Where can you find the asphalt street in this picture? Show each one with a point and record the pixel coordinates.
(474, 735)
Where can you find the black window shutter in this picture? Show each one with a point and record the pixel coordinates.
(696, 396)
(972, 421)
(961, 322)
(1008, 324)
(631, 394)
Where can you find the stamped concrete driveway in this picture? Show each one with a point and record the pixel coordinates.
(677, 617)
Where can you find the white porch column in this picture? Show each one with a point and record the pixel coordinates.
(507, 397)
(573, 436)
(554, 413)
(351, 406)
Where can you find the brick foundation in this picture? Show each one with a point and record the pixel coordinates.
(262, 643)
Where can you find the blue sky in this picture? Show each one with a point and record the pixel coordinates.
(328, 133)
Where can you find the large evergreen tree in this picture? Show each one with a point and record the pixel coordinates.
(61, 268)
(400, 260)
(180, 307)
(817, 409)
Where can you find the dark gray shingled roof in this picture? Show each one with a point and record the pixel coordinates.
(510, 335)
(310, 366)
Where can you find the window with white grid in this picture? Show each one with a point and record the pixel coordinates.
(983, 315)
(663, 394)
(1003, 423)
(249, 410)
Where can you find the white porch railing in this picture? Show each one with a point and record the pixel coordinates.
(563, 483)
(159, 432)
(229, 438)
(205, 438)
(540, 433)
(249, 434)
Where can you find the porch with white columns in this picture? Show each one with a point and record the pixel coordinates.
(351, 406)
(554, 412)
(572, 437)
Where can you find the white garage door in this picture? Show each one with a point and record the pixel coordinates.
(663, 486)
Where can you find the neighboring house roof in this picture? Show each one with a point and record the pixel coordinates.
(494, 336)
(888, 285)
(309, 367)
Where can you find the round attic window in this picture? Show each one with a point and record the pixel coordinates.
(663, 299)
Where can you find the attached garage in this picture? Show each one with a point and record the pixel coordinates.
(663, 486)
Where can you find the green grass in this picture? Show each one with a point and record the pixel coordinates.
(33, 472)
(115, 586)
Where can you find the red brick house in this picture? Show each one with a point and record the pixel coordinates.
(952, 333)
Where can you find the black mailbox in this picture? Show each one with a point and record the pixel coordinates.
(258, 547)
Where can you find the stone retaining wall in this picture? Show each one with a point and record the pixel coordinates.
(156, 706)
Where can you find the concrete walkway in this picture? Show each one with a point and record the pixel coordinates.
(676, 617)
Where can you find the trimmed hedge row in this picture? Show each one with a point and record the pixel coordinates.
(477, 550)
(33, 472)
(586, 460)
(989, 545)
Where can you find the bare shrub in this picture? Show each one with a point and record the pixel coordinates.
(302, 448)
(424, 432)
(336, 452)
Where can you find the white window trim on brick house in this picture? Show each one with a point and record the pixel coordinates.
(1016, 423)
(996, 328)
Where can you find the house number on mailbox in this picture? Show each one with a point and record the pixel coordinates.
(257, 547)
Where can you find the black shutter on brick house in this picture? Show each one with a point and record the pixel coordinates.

---*---

● **WORK TO BE COMPLETED**
Copy out all the entries shown above, character for character.

● **ANSWER TO THIS EXERCISE**
Where can you find the asphalt street in this picture? Show each one with a point and record the pixel coordinates.
(474, 735)
Where can you find the black window shutter in this picture? Show each one with a point and record the pixel coordinates.
(696, 396)
(972, 421)
(961, 322)
(1008, 324)
(631, 394)
Where can you find the stamped concrete driveway in this picture? Show each one with a point and record the pixel coordinates.
(677, 617)
Where can you find the white porch column in this picture? Show each one with a point and record the pixel coordinates.
(507, 397)
(573, 436)
(554, 413)
(351, 406)
Where can you find the brick foundation in this picture? Show each one with a point and record the pixel coordinates.
(262, 643)
Where can you find the blue sky in this picture? Show each one with a point and record the pixel coordinates.
(328, 133)
Where can you find the large evergreen tree in this picture? Show each one with a point and record the pixel coordinates.
(61, 268)
(400, 260)
(180, 307)
(817, 409)
Where can you find the dark gray shingled roof in this picture? Show each one with a point and record the pixel coordinates.
(510, 335)
(310, 366)
Where can you find the window with white grid in this picture? Show each one with a point and record the pixel coordinates.
(983, 315)
(663, 394)
(1003, 423)
(249, 410)
Where can you find the white porch railing in this picture? Show each one with a point and record the pixel coordinates.
(563, 483)
(159, 432)
(229, 438)
(205, 438)
(540, 433)
(249, 434)
Where can you find the porch with white columns in this picture? Show each one with a point and record the pixel coordinates.
(351, 406)
(554, 412)
(572, 437)
Where can you find the white garage door in this picture? Show each one with a point and record the pixel coordinates.
(663, 486)
Where can you find the neighboring house roof in this picture? Show each one with a point and record the pixel coordinates.
(494, 336)
(888, 285)
(309, 367)
Where can you find the round attic window in this picture? Show each one with a point and record the pixel coordinates.
(663, 299)
Where can you find the attached garage in this picture? Show each one with a point and record the pixel coordinates.
(663, 486)
Where can you find the green grass in this picture? Show each one with a point and record the pixel coordinates.
(33, 472)
(115, 586)
Where can you find the red brick house in this picture? Show each one with a point and record the pixel coordinates.
(952, 333)
Where can you find the black mailbox in this picture? Show each one with a point and record the pixel coordinates.
(258, 547)
Where can you find the stone retaining wall in this picture? Show each one with a point and record the pixel coordinates.
(156, 706)
Where can you find the concrete walkway in this picture? Show each one with a point and record the pixel coordinates.
(676, 617)
Where can you find the trimmed hedge row in this picture? Show each one with a point and record the pixel coordinates.
(477, 550)
(33, 472)
(586, 460)
(989, 545)
Where can you find the bare shrub in this picture? Show each one with a point and record the pixel coordinates.
(302, 448)
(424, 432)
(336, 452)
Where can you find the white window trim on brick house in this picture? Show each one with a point and record the pixel coordinates.
(1016, 423)
(996, 328)
Where can you find the house number on mailbox in this picture? Show each one with a point and record the pixel coordinates.
(257, 547)
Where can you find the black shutter on brick house in this picture? Show each one with a point and record the pixel coordinates.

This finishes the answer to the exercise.